[SOURCE TEXT]
■ ■ ■ ■ ■
Saturday, February 16, 2008

Hazards and Disasters


Classifying Hazards and Disasters:

There have been many recent efforts to classify hazards, the type of disasters they can cause, and to develop a typology which reflects the nature of the hazard, the level of risk they pose and what/who they pose a risk to.

While there are minor differences in these schemes, they are generally recognize similar categories of hazards: geologic, climatic or, more generally, natural vs. man-made (though the distinction is recognized as fuzzy) and so on.

They also recognize that hazards operate at different time scales, both in their onset or 'onslaught' and their duration as well as in their predictability and statistical frequency. Hurricanes come in seasons, though within the season they are still relatively unpredictable, volcanoes and earthquakes seem to follow long term statistical patterns but remain unpredictable on the short term (though volcanoes give definate and detectable warning signs).

UNEP (The United Nations Environment Program) published an excellent chart:


While this represents an excellent classification scheme for the most part, I propose several modifications. Firstly, the category "Climatic" should be "Meteorological/Climatic". Given the attention given to climate change, this is not an unnecessary distinction. Hazards such as storms, flooding, tornadoes, hurricanes and so on are current weather events- and meteorology is the study of such events, of current weather phenomenon. How current weather is going to change as a result of the increase in greenhouse gases (and concurrent global warming) is still largely unknown. While there is no doubt that global warming will produce changes in meteorological patterns over time (climate change)- and their is still great debate among scientists, climatologists, computer modellers and meteorologists about the exact nature of these changes- an excellent example is the ongoing debate regarding hurricane frequency and intensity.
■ ■ ■ ■ ■
[EXERCISE DATA]

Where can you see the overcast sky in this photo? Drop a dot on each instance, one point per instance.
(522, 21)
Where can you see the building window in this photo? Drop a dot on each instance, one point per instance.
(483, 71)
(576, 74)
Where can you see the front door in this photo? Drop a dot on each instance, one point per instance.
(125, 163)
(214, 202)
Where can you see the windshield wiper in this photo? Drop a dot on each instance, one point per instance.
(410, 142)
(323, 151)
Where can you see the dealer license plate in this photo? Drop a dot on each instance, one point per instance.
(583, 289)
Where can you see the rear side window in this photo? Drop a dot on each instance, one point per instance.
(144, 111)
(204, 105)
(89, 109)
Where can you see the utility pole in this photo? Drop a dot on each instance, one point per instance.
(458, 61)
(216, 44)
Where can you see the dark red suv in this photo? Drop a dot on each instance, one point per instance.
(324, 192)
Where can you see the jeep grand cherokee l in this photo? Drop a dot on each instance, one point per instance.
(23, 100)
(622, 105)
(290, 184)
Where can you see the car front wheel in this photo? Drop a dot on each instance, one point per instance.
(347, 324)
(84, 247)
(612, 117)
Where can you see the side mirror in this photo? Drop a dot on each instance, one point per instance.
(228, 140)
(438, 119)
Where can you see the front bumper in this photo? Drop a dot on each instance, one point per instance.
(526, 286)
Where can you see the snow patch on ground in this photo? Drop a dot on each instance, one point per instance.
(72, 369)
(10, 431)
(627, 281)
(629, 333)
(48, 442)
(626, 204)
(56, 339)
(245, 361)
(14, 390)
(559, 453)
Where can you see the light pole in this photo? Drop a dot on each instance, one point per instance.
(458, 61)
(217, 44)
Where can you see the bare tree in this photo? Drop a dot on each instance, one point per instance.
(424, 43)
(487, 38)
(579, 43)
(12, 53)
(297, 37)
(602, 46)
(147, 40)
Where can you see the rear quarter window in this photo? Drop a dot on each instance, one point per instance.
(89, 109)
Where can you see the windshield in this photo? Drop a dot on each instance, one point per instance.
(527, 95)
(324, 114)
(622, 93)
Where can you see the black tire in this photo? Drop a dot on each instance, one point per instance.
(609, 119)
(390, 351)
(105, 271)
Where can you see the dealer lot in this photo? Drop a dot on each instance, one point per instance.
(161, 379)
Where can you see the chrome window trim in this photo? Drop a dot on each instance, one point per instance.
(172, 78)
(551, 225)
■ ■ ■ ■ ■
[ACTION ITEM] Could you reproduce, word for word, everything in the post on hazards and disasters from "There have been" down to "fuzzy) and so on."? The items above play no part here.

[RESPONSE]
There have been many recent efforts to classify hazards, the type of disasters they can cause, and to develop a typology which reflects the nature of the hazard, the level of risk they pose and what/who they pose a risk to.

While there are minor differences in these schemes, they are generally recognize similar categories of hazards: geologic, climatic or, more generally, natural vs. man-made (though the distinction is recognized as fuzzy) and so on.